#### Exercise brief
Transcribe the records that follow. Keep every word exactly, and drop the pictures.

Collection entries
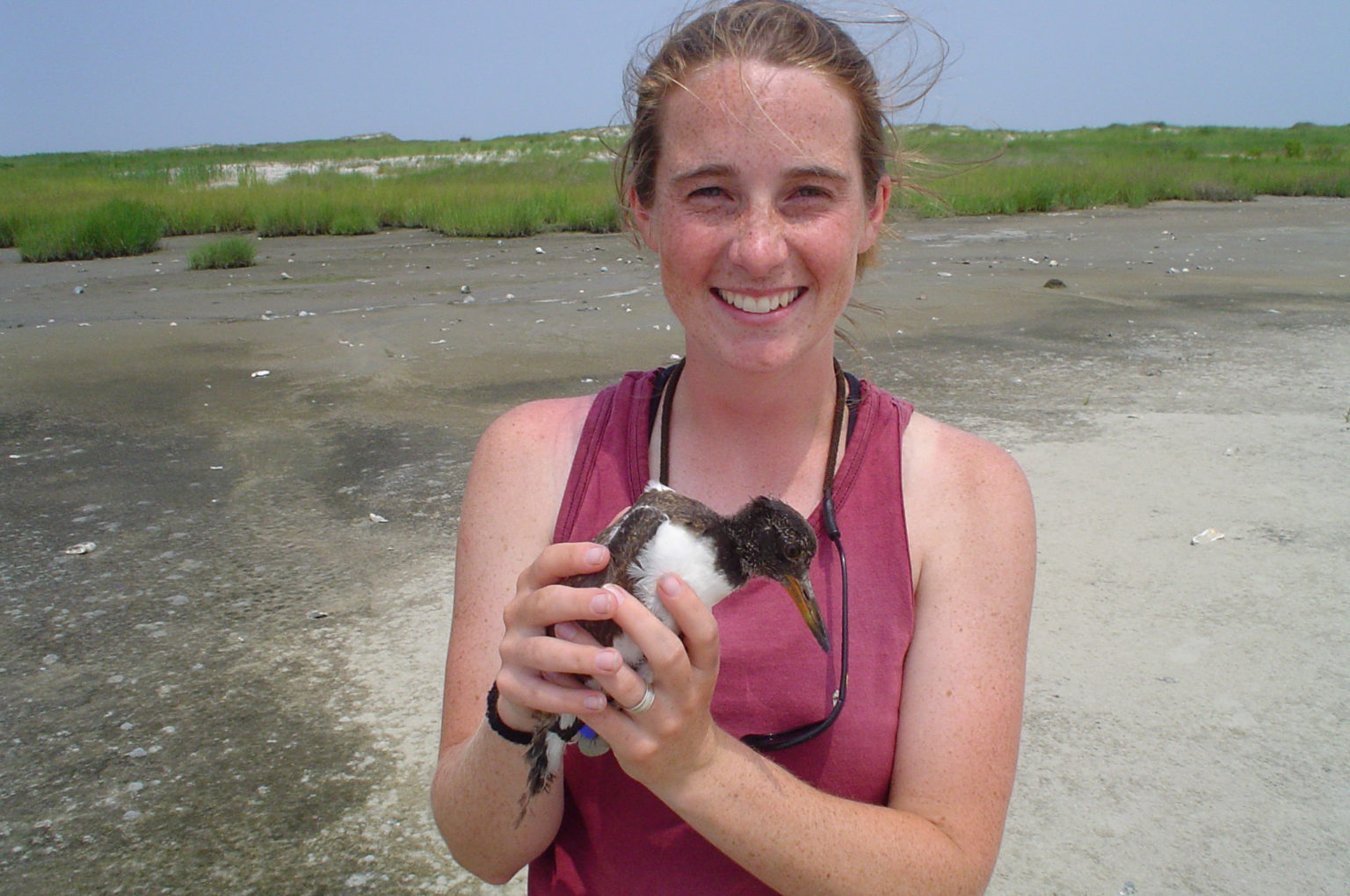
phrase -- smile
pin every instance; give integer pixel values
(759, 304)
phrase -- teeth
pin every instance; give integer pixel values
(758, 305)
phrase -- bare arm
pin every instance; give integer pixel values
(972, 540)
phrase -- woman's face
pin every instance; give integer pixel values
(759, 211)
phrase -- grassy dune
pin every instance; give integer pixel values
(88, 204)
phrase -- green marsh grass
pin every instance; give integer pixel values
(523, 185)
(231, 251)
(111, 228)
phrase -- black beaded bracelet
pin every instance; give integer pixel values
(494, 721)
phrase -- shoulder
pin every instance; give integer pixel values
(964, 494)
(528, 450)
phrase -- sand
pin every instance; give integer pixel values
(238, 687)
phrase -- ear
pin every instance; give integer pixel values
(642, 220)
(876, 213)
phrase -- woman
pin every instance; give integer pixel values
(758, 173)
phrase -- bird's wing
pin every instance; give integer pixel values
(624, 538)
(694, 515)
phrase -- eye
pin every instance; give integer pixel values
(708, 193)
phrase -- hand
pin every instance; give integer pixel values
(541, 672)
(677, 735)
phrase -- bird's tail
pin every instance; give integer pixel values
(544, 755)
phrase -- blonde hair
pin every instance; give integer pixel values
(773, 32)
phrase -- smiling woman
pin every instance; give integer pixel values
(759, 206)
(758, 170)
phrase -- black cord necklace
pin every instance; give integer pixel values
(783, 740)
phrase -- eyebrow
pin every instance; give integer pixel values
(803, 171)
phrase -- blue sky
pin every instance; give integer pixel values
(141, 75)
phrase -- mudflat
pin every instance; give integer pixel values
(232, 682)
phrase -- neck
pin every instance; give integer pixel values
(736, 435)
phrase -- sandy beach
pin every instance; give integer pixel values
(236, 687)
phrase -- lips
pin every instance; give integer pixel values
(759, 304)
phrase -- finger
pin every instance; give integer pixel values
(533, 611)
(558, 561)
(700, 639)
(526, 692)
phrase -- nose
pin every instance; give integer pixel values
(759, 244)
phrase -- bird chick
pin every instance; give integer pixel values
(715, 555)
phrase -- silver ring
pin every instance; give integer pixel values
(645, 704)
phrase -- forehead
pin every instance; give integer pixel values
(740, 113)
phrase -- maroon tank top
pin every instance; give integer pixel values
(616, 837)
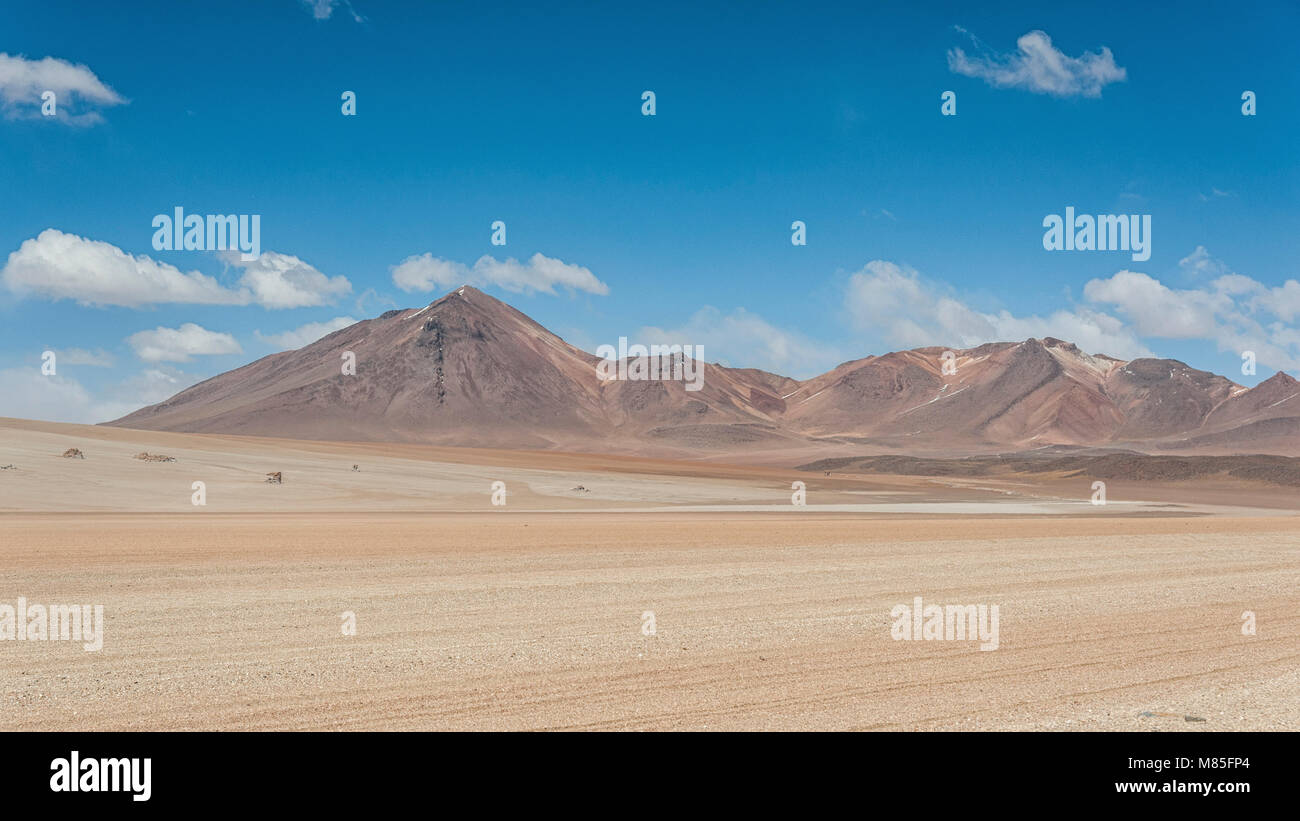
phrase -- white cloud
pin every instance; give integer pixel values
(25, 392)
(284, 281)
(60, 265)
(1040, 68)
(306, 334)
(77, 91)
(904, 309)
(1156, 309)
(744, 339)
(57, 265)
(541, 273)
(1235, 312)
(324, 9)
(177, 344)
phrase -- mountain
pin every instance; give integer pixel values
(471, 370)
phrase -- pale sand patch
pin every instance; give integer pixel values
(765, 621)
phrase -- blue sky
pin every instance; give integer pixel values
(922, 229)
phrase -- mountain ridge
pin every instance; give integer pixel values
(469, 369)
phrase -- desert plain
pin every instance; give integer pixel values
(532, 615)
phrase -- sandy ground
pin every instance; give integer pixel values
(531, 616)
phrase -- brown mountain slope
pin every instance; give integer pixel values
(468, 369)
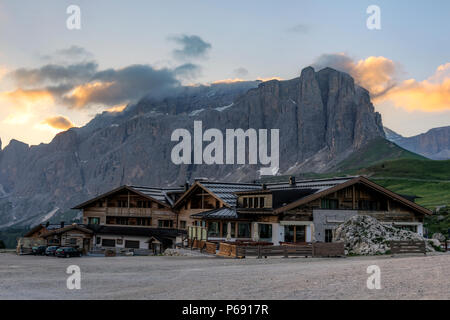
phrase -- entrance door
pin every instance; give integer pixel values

#### Output for this task
phrase -- smile
pin every instance; give integer pixel values
(759, 304)
phrase -- teeth
pin every instance; give integer pixel values
(758, 305)
phrase -- bare arm
pin every instance; give integer pixel values
(972, 540)
phrase -- woman's face
pin every instance; give integer pixel values
(759, 211)
phrase -- grassy dune
pin every instance; give integer pixel values
(88, 204)
phrase -- green marsh grass
pin every instance; give integer pixel values
(523, 185)
(231, 251)
(111, 228)
phrase -- black beaded bracelet
pin every instance; give integer pixel values
(494, 721)
phrase -- shoulder
pin every instance; give integer pixel values
(964, 494)
(528, 450)
phrase -- sand
pin every instance; give integer pixel values
(238, 687)
phrase -- ear
pin every instance; give integer pixel values
(642, 220)
(876, 213)
phrase -- woman
pin every instance; give integer pixel values
(758, 173)
phrase -- bird's wing
pin every instance; give integer pixel values
(624, 538)
(694, 515)
phrase -- eye
pin every instance; give integer pixel values
(708, 193)
phrase -- hand
pin every instance; give integer pixel values
(541, 672)
(677, 735)
phrase -- bird's tail
pin every instance; give integer pixel values
(544, 755)
phrase -- blonde hair
pin every instance; give integer pixel values
(773, 32)
phrase -- smiling woman
pin every instance; give integer pixel values
(759, 206)
(758, 170)
phrase -- black cord necklace
pin every instance; give integer pixel values
(783, 740)
phrase -- eyebrow
pin every instance; give integer pixel values
(803, 171)
phrase -- blue sky
pin every instance; give integer pixel values
(141, 75)
phrase -- mudflat
pin every instance; give integer pixel values
(232, 682)
phrase -- neck
pin every instance; give integer pixel values
(736, 435)
phrase -- sandy beach
pin every instance; give integer pixel values
(236, 687)
phrase -- lips
pin every instance; give integer pixel values
(759, 304)
phrase -- finger
pin every instance; give integer pixel values
(533, 611)
(558, 561)
(700, 639)
(526, 692)
phrase -- nose
pin every instance; give integer pixel values
(759, 244)
phrase -- bird chick
pin every instance; give integer pixel values
(715, 555)
phrase -- silver ring
pin every instance; give integer pixel values
(645, 704)
phrase -- forehead
pin every instance; give integer pixel values
(740, 113)
phrase -- maroon tank top
pin every instance; give integer pixel values
(616, 837)
phrase -- white cloud
pin every instance; give integer pixel values
(25, 392)
(284, 281)
(60, 265)
(1040, 68)
(306, 334)
(77, 91)
(904, 309)
(1156, 309)
(744, 339)
(57, 265)
(541, 273)
(1235, 312)
(324, 9)
(177, 344)
phrase -- mountain
pin every instance; give integer pixel values
(471, 370)
phrase -- pale sand patch
pin every instance; give integer pixel values
(765, 621)
phrase -- blue sky
pin every instance; give integer pixel values
(922, 229)
phrase -- mountain ridge
pin every instance; give integer pixel values
(469, 369)
phrase -- desert plain
pin every instance; give integer pixel values
(532, 615)
phrase -- sandy ground
pin every instance; give integer pixel values
(531, 616)
phrase -- brown mountain slope
pin every instance; give integer pixel values
(468, 369)
phrase -- entrance door
pin every instance; give integer pixel values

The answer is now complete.